ASSIGNMENT 1:
Per the Contextful overview, why should impact analysis be run before a shared module is edited? Reply in one to three sentences.
ASSIGNMENT 2:
Continue the Contextful overview from its final sentence, which ends "more time reasoning."

Onboard to a large codebase

Ask "how does auth work" or "resources for onboarding flows" and get docs, symbols, tests, and file citations without opening the whole repository.

Plan safer code changes

Run impact analysis before editing a shared module. The agent can inspect reverse dependencies and likely tests before it touches code.

Reuse session learning

Store lessons such as "payments tests require the fixture clock" with evidence refs, then recall that lesson in future Codex, Claude Code, or Cursor sessions.

Explain architecture paths

Trace how a route reaches a service, how a config key is used, or where a module is imported through typed graph edges instead of plain text search alone.

Test retrieval before the agent uses it

Run cxf search locally to inspect the same cited evidence pack the agent will receive through MCP.

Keep context local

Use local retrieval for private repositories, internal docs, and proprietary code. V1 does not upload source or call external embedding APIs.

How it fits with the tools developers already use

Contextful is meant to sit beside your editor, coding agent, and normal search tools. It gives the agent a prepared retrieval layer so the agent can spend less time hunting and more time reasoning.

INFORMATION SHOWN:
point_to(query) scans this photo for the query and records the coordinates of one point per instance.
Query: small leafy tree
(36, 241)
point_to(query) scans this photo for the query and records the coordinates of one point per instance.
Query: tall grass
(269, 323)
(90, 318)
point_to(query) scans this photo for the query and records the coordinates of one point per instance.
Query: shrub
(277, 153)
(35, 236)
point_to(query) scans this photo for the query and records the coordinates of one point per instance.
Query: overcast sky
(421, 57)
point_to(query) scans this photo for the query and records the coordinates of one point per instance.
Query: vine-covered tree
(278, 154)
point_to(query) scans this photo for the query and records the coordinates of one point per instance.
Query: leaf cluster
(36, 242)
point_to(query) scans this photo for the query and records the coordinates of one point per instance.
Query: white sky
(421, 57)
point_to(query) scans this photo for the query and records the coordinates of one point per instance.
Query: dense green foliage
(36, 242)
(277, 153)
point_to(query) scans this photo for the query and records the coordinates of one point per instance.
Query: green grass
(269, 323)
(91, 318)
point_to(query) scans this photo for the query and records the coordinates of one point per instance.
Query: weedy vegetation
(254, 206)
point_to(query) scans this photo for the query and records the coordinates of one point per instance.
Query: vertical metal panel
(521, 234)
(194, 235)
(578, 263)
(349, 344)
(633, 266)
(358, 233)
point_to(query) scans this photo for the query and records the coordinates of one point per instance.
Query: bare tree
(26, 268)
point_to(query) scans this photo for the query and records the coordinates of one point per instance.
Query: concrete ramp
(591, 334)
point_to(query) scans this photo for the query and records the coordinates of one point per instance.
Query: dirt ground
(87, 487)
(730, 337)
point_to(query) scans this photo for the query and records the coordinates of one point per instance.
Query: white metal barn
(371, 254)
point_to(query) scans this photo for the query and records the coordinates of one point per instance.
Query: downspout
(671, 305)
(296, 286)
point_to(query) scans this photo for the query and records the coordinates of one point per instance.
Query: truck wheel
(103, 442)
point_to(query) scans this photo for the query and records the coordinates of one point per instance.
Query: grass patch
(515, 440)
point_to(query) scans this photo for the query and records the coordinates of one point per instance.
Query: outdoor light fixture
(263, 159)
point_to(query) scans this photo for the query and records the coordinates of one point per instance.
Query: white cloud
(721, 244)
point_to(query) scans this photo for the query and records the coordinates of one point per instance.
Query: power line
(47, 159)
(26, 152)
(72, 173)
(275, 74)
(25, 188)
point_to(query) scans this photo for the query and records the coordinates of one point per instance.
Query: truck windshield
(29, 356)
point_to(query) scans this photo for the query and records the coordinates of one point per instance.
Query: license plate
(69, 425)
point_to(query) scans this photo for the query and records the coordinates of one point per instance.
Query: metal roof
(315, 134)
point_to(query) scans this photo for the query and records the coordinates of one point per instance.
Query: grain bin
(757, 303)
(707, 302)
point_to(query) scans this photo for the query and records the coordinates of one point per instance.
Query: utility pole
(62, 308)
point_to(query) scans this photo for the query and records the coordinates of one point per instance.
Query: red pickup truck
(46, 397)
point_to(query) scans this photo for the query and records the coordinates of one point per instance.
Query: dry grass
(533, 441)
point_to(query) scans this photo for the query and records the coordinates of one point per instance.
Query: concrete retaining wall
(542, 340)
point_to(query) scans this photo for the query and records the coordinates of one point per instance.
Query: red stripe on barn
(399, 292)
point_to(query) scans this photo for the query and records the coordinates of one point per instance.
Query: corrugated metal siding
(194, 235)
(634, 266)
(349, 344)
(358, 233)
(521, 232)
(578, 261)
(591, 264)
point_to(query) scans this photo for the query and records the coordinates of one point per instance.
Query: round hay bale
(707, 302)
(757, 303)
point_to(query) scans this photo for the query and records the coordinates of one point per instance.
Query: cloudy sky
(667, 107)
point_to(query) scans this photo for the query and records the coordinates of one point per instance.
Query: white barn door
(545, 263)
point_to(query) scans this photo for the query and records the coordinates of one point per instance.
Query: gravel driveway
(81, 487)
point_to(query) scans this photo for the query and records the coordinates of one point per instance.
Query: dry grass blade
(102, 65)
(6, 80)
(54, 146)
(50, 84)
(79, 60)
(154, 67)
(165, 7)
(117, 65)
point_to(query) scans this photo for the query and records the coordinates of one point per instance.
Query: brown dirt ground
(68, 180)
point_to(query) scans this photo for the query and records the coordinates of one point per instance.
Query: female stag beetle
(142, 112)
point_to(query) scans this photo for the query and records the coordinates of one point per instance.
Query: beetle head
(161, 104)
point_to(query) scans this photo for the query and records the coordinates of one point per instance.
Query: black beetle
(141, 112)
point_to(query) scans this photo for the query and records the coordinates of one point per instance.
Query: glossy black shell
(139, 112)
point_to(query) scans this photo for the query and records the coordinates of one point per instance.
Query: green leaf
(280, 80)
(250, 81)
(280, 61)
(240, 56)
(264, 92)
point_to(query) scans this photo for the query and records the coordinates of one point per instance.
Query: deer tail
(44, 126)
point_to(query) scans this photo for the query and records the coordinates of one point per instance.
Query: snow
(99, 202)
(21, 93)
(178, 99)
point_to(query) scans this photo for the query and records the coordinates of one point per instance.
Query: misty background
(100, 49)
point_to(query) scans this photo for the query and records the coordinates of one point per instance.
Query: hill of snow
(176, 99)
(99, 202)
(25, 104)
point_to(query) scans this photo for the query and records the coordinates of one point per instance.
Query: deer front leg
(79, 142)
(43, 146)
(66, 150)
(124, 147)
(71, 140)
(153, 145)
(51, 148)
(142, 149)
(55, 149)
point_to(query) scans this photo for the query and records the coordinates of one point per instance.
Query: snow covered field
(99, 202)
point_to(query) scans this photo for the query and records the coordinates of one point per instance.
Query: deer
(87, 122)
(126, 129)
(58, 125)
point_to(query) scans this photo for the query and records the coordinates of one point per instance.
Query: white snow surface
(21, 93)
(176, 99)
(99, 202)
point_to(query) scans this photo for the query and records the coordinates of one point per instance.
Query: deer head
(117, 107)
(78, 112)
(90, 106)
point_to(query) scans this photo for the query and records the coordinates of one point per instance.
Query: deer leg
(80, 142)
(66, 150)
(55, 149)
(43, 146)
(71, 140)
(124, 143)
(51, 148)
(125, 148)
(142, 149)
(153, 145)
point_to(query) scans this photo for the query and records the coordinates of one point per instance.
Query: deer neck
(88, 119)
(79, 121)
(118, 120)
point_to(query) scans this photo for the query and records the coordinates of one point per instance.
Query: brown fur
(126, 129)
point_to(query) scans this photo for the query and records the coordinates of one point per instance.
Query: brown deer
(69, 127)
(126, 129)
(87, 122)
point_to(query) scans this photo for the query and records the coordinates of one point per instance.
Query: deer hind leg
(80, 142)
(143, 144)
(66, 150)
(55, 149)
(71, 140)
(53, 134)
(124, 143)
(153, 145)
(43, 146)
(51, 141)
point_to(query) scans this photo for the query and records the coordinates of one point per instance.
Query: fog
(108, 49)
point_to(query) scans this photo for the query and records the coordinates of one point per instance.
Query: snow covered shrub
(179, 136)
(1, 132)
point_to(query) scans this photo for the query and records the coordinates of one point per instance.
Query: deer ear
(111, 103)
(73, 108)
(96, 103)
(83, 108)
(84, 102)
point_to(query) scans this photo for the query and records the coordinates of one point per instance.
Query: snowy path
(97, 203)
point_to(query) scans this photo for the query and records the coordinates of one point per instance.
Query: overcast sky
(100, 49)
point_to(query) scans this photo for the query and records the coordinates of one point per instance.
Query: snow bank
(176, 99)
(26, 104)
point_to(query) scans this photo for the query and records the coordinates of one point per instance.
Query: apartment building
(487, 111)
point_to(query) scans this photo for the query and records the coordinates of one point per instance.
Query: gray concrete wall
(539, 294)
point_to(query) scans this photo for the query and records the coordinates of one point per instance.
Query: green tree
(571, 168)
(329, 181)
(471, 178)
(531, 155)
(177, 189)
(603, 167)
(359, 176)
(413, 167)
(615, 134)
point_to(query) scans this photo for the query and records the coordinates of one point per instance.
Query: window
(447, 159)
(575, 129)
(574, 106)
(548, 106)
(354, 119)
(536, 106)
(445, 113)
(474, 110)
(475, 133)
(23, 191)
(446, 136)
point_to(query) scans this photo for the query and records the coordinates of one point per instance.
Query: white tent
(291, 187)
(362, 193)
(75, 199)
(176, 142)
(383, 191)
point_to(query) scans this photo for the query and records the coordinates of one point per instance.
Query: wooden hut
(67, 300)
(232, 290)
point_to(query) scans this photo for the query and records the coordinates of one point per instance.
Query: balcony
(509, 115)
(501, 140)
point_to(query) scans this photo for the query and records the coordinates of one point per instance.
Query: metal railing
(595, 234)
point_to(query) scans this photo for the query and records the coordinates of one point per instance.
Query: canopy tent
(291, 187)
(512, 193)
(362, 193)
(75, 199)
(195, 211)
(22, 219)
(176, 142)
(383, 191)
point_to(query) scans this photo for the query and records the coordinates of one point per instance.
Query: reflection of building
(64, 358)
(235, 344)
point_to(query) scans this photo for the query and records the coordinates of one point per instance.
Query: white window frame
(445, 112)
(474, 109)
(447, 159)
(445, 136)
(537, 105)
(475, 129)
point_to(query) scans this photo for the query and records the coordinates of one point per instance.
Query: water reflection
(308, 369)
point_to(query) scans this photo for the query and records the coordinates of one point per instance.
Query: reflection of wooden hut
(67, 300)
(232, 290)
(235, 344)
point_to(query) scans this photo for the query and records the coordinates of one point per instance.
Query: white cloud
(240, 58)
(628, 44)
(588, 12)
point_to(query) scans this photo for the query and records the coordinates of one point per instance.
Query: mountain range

RESPONSE 1:
Running impact analysis first lets the agent inspect reverse dependencies and likely tests before it touches any code. This is how the Contextful overview frames planning safer code changes.

RESPONSE 2:
Approach	Good at	Contextful adds
grep, ripgrep, file reads	Exact search, quick inspection, and human debugging.	Intent classification, ranked packs, citations, graph edges, memory, and token budgets.
IDE symbol search	Finding definitions and references inside a developer workflow.	An MCP-native interface that agents can call directly from Codex, Claude Code, Cursor, and other clients.
Generic vector RAG	Semantic matching over prose-heavy documents.	Code-aware lexical search, FTS5/BM25, symbols, typed graph traversal, and evidence-required memory.
Long context windows	Holding more material after it has already been selected.	A retrieval step that decides what belongs in the window before tokens are spent.

Compatible with MCP-aware coding tools

Contextful runs as a standard MCP stdio server, so the same local context engine can support multiple agentic coding workflows.

Codex Claude Code Claude Desktop Cursor Windsurf GitHub Copilot VS Code Cline Roo Code Continue Zed Any MCP stdio client

Install Contextful

The npm package ships the cxf CLI and the MCP server. Start with init, which indexes the workspace and writes .contextful/AGENT_INSTRUCTIONS.md for your coding agent.

npx @inferensys/contextful init --workspace .
npx @inferensys/contextful search "where is auth handled" --workspace . --budget 2000
npx @inferensys/contextful memory add --workspace . --claim "..." --evidence file:src/example.ts:1-20

codex mcp add contextful -- \
  npx -y @inferensys/contextful server

# Generic MCP stdio command:
npx -y @inferensys/contextful server

Primary package: @inferensys/contextful. Primary CLI: cxf. MCP name: io.github.Inferensys/contextful.

FAQ

What is Contextful?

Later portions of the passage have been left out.